-- REQUIRED TASK 1 --
In the blog post below, retype everything from "Why would we" down to "men's pronounced preference.".
-- REQUIRED TASK 2 --
In the blog post below, which men did the speed-dating study find that East Asian women discriminated against?

Posted by Bryan Christian

[UPDATED] Full disclosure: I still get cracks from my longtime friends about a fairly pronounced string of Asian girlfriends in high school and college. (Ask Scanner Sarah. Yeah, don't.) In my defense, I was something of a nerd, which meant a) I didn't actually date that much, so it's a pretty small group of girls to extrapolate any meaning from, and b) I was hangin' with a more racially integrated bunch of kids in the honors classes since white people are mostly dummies. (Ha ha, I kid. Some of my best friends are white. Ha! See how it feels, Snowflake?)

Anyway, I bring this up only because what we're talking about here is not a young man growing up in a world where most of the girls who liked Depeche Mode too happened to be first-generation. No, we're talking about that one white guy friend of yours who, as an adult, has chosen to pass perfectly good white women over in favor of Japanese art students. Is it really his choice? Or is he maybe the victim here?

Why would we ask? Because buried in a recent Beautiful Mind-type "Economists Take On Speed-Dating" article in Slate, just near the end, one can find this hot, little shard of raw, uncut fact: 

We found no evidence of the stereotype of a white male preference for East Asian women. However, we also found that East Asian women did not discriminate against white men (only against black and Hispanic men). As a result, the white man-Asian woman pairing was the most common form of interracial dating—but because of the women's neutrality, not the men's pronounced preference.

-- GIVEN ENTRIES --
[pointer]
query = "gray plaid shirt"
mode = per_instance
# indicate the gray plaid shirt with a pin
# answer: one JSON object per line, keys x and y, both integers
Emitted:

-- WORKED SOLUTION 1 --
Why would we ask? Because buried in a recent Beautiful Mind-type "Economists Take On Speed-Dating" article in Slate, just near the end, one can find this hot, little shard of raw, uncut fact: 

We found no evidence of the stereotype of a white male preference for East Asian women. However, we also found that East Asian women did not discriminate against white men (only against black and Hispanic men). As a result, the white man-Asian woman pairing was the most common form of interracial dating—but because of the women's neutrality, not the men's pronounced preference.

-- WORKED SOLUTION 2 --
Black and Hispanic men.